## [Excerpted text]
++++++++
Search Marketing & Surviving a Recession

It’s a brand new morning and a new day of sessions. We’re starting off on such a cheerful note: Search Marketing and Surviving A Recession. Jeffrey K. Rohrs is moderating this discussion-based session. Our speakers are Andrew Beckman, President, Location3 Media; Dave Davies, CEO, Beanstalk Search Engine Positioning; Russ Mann, CEO, Covario; and Jon Miller, Vice President, Marketing, Marketo.

As an introduction each speaker gives their take on the state of the recession. Andrew says that the recession has been mild thus far, but is trending in the wrong direction. He says that search marketing is a pretty safe industry; however, success comes at a higher cost. Dave is based out of Canada and so says that his view of the impact of the recession is different. He says the biggest effect is due to the value of the dollar. Russ says that rather than half empty or half full, the glass is overflowing. He says that marketing spend is significantly shifting online. Jon is optimistic about the economy, but as a realist, recognizes that some people are struggling.

Are we in a recession?

Dave thinks yes, as evidenced by the decreasing value of the dollar. Russ says that we’ve been skirting a recession as well as stagflation, more recently. He says that some sectors are doing well while others are doing better. Jon says that the catch is how you define a recession. If defined as 2 consecutive quarters of GDP downturn, we haven’t seen that – things have been flat. He says that it’s the worst possible non-recession.

Andrew says that the recession is industry specific. Consumers have mismanaged their budgets and are now feeling the squeeze. He says they’re seeing a pullback, and so his company is analyzing where the few buys are coming from in order to hone in on where purchases are being made.

What worries you?

Russ says that CFOs are tightening up, scrutinizing purchases and media spend. As an analytics software company, he says that marketing is the least provable and least automated part of the business and so it’s often the part that loses budget. However analytics is a good measurement for marketers to be able to argue for keeping their budget.

Jon says that companies with deep pockets realize that times of downturn are actually opportunities to double the spending, whereas small companies cut their spending. He thinks that branding will be cut back. Andrew says that companies need to find the new opportunities and is facing a challenge of convincing clients that marketing should not be cut out. Dave says that organic search is provable. His concern is that the success of his clients is declining, due to no fault of their own.

In this environment, where do you put your first marketing dollar?
++++++++
## [Data section]
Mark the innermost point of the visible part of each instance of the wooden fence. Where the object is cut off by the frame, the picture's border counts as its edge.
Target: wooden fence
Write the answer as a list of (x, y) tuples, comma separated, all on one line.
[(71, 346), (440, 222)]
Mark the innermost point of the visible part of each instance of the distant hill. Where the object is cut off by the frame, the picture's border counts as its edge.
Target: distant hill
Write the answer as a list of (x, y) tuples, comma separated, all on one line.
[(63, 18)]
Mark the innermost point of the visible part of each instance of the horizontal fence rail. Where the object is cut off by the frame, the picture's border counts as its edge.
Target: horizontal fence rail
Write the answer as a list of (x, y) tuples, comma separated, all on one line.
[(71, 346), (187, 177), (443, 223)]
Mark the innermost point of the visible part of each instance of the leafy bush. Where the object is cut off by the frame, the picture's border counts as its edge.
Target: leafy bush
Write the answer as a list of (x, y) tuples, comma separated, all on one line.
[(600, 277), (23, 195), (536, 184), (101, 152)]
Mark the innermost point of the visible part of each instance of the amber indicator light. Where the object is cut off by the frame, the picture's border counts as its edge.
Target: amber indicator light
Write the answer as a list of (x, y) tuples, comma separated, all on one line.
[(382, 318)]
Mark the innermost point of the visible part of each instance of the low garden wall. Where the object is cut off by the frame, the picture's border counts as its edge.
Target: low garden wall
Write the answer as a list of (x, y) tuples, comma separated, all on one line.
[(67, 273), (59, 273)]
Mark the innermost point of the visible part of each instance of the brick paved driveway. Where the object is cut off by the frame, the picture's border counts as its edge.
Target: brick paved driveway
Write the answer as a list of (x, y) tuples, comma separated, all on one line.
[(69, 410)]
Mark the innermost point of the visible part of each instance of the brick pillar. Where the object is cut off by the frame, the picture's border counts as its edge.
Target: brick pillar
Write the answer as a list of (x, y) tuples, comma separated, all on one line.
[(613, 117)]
++++++++
## [Exercise objective]
From the recession session text, repeat word for word the passage starting at "Dave thinks yes, as" and ending at "What worries you?".

## [Exercise output]
Dave thinks yes, as evidenced by the decreasing value of the dollar. Russ says that we’ve been skirting a recession as well as stagflation, more recently. He says that some sectors are doing well while others are doing better. Jon says that the catch is how you define a recession. If defined as 2 consecutive quarters of GDP downturn, we haven’t seen that – things have been flat. He says that it’s the worst possible non-recession.

Andrew says that the recession is industry specific. Consumers have mismanaged their budgets and are now feeling the squeeze. He says they’re seeing a pullback, and so his company is analyzing where the few buys are coming from in order to hone in on where purchases are being made.

What worries you?